Goal
Set down exactly the lines from the one containing "of the snow-covered" through the end of the records below, both included, and nothing else.

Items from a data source
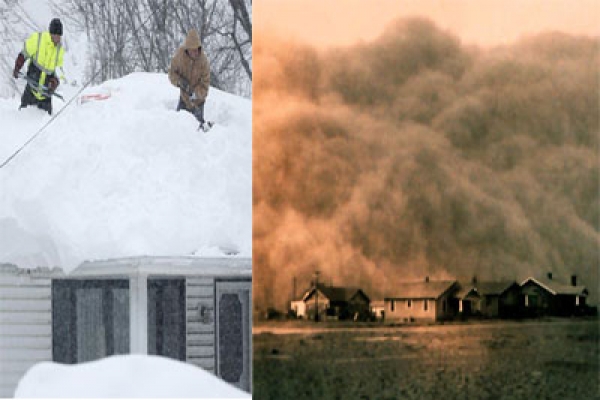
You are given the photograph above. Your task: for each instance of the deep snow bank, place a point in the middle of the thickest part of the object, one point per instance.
(125, 176)
(131, 376)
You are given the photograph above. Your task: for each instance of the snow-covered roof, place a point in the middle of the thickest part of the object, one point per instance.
(164, 266)
(125, 176)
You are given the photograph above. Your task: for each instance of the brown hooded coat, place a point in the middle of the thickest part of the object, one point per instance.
(195, 71)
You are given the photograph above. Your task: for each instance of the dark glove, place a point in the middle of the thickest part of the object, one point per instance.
(53, 83)
(184, 85)
(18, 65)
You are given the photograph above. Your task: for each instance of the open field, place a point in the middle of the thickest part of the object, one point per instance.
(555, 359)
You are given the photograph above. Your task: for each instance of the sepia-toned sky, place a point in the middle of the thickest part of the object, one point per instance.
(479, 22)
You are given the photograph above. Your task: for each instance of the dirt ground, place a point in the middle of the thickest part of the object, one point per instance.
(554, 359)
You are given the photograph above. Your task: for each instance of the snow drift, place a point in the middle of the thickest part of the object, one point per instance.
(125, 176)
(131, 376)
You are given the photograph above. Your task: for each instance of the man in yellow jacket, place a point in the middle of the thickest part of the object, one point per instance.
(45, 55)
(190, 72)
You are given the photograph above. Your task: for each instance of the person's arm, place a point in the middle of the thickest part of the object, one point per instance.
(28, 51)
(201, 89)
(174, 76)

Correct response
You are given the photograph above. Your task: for each instance of the snow-covered roof, place a point in the middle of the thickest part of the object, one point per instance.
(164, 266)
(125, 176)
You are given the photograph above. Your task: for each instance of the brown hooded coat, place a point in the middle of the thickest part of the object, one point per instance.
(195, 71)
You are given the photograph above. Your task: for each instance of the dark glove, place a point in the middle of the thickest part of the object, one point per instance.
(53, 83)
(184, 85)
(18, 65)
You are given the photograph above. Your task: for each instance of the open field, place a point in the middle of the thickest part of the object, one point per instance.
(555, 359)
You are given the photograph above. Your task: for each instance of the sepia-toned sky, place a point in the middle of the thickest part of the object, one point per instance.
(479, 22)
You are given the photograph above. Your task: for each instance of the dirt ground, place a point in the middle of the thickest part of the object, one point per instance.
(554, 359)
You are given the photograph above. Your task: for each instance of the snow drift, place a point in the middle of the thickest part of the object, one point per instance.
(125, 176)
(131, 376)
You are given the photograph above. Your task: for each instance of the man in yellow jacket, place a point in the middle of the thickest part of the object, one point per instance.
(45, 55)
(190, 72)
You are given the photograph above. Your task: for each instance of the person's arm, place a point in the middle of the thickest part of the object, one point per instance.
(28, 51)
(201, 89)
(174, 76)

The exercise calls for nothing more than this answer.